• OBJECTIVE:
Retype every one of the items below word for word, and leave the pictures out of your copy.

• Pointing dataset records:

==*==

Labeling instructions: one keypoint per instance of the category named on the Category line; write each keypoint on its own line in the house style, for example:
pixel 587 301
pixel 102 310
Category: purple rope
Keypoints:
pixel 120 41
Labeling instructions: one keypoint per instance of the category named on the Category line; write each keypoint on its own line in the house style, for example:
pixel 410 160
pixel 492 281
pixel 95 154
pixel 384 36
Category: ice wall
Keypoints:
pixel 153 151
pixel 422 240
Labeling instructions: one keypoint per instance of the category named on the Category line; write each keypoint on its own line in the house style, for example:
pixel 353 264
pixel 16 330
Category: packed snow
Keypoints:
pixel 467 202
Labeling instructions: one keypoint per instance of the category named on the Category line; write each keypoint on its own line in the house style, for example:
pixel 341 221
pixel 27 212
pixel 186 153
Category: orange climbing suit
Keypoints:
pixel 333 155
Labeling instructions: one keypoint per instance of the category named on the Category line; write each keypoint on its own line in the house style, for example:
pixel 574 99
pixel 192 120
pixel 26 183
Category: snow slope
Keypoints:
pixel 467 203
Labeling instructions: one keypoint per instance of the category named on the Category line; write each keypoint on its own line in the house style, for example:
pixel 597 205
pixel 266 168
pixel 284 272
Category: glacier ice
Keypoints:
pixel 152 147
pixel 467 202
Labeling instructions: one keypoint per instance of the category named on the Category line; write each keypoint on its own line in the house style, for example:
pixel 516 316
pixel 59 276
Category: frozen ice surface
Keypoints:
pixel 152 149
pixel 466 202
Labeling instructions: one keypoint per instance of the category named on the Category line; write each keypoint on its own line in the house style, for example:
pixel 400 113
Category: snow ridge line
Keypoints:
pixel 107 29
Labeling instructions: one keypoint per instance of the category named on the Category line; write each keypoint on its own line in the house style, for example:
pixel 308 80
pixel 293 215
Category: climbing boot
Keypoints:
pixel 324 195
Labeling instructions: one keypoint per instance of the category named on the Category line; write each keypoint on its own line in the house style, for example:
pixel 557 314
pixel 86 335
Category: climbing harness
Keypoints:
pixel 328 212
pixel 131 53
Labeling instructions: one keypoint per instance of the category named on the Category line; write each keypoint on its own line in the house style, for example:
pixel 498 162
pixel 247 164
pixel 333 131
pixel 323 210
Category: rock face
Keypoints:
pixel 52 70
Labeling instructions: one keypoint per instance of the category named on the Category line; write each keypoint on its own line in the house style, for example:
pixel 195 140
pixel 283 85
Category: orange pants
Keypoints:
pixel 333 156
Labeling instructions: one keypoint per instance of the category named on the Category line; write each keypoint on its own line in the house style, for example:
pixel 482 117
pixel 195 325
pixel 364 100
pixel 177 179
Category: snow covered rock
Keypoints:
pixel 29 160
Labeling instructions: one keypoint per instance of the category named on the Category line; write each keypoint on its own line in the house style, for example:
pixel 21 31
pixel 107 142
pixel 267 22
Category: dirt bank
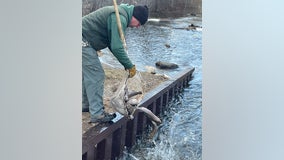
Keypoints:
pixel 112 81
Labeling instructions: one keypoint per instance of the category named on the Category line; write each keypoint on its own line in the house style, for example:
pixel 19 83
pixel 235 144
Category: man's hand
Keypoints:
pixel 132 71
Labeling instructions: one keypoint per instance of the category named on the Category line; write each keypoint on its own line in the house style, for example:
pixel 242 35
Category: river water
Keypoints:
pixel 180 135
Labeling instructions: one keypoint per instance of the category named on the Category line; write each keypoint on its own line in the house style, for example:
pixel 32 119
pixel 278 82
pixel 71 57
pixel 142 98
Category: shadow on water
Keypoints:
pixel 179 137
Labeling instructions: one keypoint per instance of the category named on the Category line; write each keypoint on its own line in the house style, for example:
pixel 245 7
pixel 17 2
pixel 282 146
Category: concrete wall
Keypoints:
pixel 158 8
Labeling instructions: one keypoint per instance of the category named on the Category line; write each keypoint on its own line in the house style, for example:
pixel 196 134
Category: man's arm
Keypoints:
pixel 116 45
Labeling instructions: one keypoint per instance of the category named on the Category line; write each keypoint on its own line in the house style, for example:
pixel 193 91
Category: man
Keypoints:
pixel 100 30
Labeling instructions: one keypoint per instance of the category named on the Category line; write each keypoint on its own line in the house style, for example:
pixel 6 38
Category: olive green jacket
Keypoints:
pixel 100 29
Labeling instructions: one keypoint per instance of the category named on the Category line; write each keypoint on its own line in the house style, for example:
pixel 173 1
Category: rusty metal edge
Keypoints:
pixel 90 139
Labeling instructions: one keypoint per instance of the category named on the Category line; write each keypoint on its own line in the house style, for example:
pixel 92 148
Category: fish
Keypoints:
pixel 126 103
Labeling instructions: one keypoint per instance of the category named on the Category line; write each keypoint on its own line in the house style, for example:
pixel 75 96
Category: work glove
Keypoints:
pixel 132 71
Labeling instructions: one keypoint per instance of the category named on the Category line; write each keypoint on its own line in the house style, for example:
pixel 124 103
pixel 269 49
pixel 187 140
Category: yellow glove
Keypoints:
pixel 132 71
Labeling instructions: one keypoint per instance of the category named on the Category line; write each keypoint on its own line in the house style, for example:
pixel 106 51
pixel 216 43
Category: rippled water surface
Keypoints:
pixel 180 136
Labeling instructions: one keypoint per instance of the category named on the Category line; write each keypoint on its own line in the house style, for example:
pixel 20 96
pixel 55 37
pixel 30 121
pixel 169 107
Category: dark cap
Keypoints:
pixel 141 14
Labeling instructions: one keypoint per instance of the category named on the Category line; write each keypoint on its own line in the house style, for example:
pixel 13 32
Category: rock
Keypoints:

==*==

• FINISHED TASK:
Labeling instructions: one keypoint per instance of the category named on the Category line; write each keypoint on its own line in the house style, for example:
pixel 587 301
pixel 102 310
Category: purple rope
Keypoints:
pixel 120 41
Labeling instructions: one keypoint per instance of the category named on the Category line; write each keypoint on its own line in the house style, for example:
pixel 410 160
pixel 492 281
pixel 95 154
pixel 384 36
Category: ice wall
Keypoints:
pixel 153 151
pixel 422 240
Labeling instructions: one keypoint per instance of the category named on the Category line; write each keypoint on its own line in the house style, for example:
pixel 353 264
pixel 16 330
Category: packed snow
Keypoints:
pixel 467 202
Labeling instructions: one keypoint per instance of the category named on the Category line; write each keypoint on its own line in the house style, for example:
pixel 341 221
pixel 27 212
pixel 186 153
Category: orange climbing suit
Keypoints:
pixel 333 155
Labeling instructions: one keypoint per instance of the category named on the Category line; write each keypoint on its own line in the house style, for example:
pixel 574 99
pixel 192 120
pixel 26 183
Category: snow slope
Keypoints:
pixel 467 203
Labeling instructions: one keypoint per instance of the category named on the Category line; write each keypoint on its own line in the house style, for example:
pixel 597 205
pixel 266 168
pixel 284 272
Category: glacier ice
Keypoints:
pixel 152 147
pixel 467 202
Labeling instructions: one keypoint per instance of the category named on the Category line; write each keypoint on its own line in the house style, for example:
pixel 516 316
pixel 59 276
Category: frozen ice surface
Keypoints:
pixel 152 149
pixel 466 202
Labeling instructions: one keypoint per instance of the category named on the Category line; write each keypoint on its own line in the house style, for example:
pixel 400 113
Category: snow ridge line
Keypoints:
pixel 107 29
Labeling instructions: one keypoint per instance of the category named on the Category line; write each keypoint on its own line in the house style, for example:
pixel 308 80
pixel 293 215
Category: climbing boot
Keypoints:
pixel 324 195
Labeling instructions: one keypoint per instance of the category named on the Category line; write each keypoint on its own line in the house style, for example:
pixel 557 314
pixel 86 335
Category: climbing harness
Keypoints:
pixel 328 212
pixel 131 53
Labeling instructions: one keypoint per instance of the category named on the Category line; write each keypoint on its own line in the house style, for example:
pixel 498 162
pixel 247 164
pixel 333 131
pixel 323 210
Category: rock face
Keypoints:
pixel 52 70
Labeling instructions: one keypoint per instance of the category named on the Category line; write each keypoint on its own line in the house style, for example:
pixel 195 140
pixel 283 85
Category: orange pants
Keypoints:
pixel 333 156
Labeling instructions: one keypoint per instance of the category named on the Category line; write each keypoint on its own line in the house style, for example:
pixel 482 117
pixel 195 325
pixel 364 100
pixel 177 179
Category: snow covered rock
Keypoints:
pixel 29 160
Labeling instructions: one keypoint per instance of the category named on the Category line; write each keypoint on its own line in the house style, for example:
pixel 21 31
pixel 107 142
pixel 267 22
Category: dirt bank
Keypoints:
pixel 112 81
Labeling instructions: one keypoint per instance of the category named on the Category line; write each keypoint on its own line in the house style, for example:
pixel 19 83
pixel 235 144
Category: man's hand
Keypoints:
pixel 132 71
Labeling instructions: one keypoint per instance of the category named on the Category line; write each keypoint on its own line in the house style, for example:
pixel 242 35
Category: river water
Keypoints:
pixel 180 135
Labeling instructions: one keypoint per instance of the category named on the Category line; write each keypoint on its own line in the house style, for example:
pixel 32 119
pixel 278 82
pixel 71 57
pixel 142 98
Category: shadow on water
Keypoints:
pixel 179 137
Labeling instructions: one keypoint per instance of the category named on the Category line; write each keypoint on its own line in the house style, for example:
pixel 245 7
pixel 17 2
pixel 282 146
Category: concrete wall
Keypoints:
pixel 158 8
Labeling instructions: one keypoint per instance of the category named on the Category line; write each keypoint on its own line in the house style, for example:
pixel 196 134
Category: man's arm
Keypoints:
pixel 116 45
Labeling instructions: one keypoint per instance of the category named on the Category line; write each keypoint on its own line in the house style, for example:
pixel 193 91
Category: man
Keypoints:
pixel 100 30
Labeling instructions: one keypoint per instance of the category named on the Category line; write each keypoint on its own line in the house style, for example:
pixel 6 38
Category: olive green jacket
Keypoints:
pixel 100 29
Labeling instructions: one keypoint per instance of the category named on the Category line; write each keypoint on its own line in the house style, for example:
pixel 173 1
Category: rusty metal edge
Keypoints:
pixel 90 139
Labeling instructions: one keypoint per instance of the category named on the Category line; write each keypoint on its own line in the house style, for example:
pixel 92 148
Category: fish
Keypoints:
pixel 126 103
Labeling instructions: one keypoint per instance of the category named on the Category line; write each keypoint on its own line in the house style, for example:
pixel 75 96
Category: work glove
Keypoints:
pixel 132 71
Labeling instructions: one keypoint per instance of the category named on the Category line; write each keypoint on its own line in the house style, for example:
pixel 124 103
pixel 269 49
pixel 187 140
Category: yellow glove
Keypoints:
pixel 132 71
Labeling instructions: one keypoint per instance of the category named on the Category line; write each keypoint on its own line in the house style, for example:
pixel 106 51
pixel 216 43
Category: rippled water surface
Keypoints:
pixel 180 136
Labeling instructions: one keypoint per instance of the category named on the Category line; write each keypoint on its own line in the house style, for example:
pixel 20 96
pixel 55 37
pixel 30 121
pixel 169 107
Category: dark cap
Keypoints:
pixel 141 14
Labeling instructions: one keypoint per instance of the category named on the Category line; write each keypoint on its own line in the house style, for example:
pixel 13 32
Category: rock
Keypoints:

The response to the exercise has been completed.